Work to complete: Line by line, set down the records exactly as they appear below.

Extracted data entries
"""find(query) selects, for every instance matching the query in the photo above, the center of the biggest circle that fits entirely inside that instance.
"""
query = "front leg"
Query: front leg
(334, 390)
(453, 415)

Written solution:
"""find(query) selects, for every instance matching the query in the photo above, the center of the biggest circle that fits entirely inside that instance.
"""
query = "front leg"
Query: front leg
(334, 390)
(453, 415)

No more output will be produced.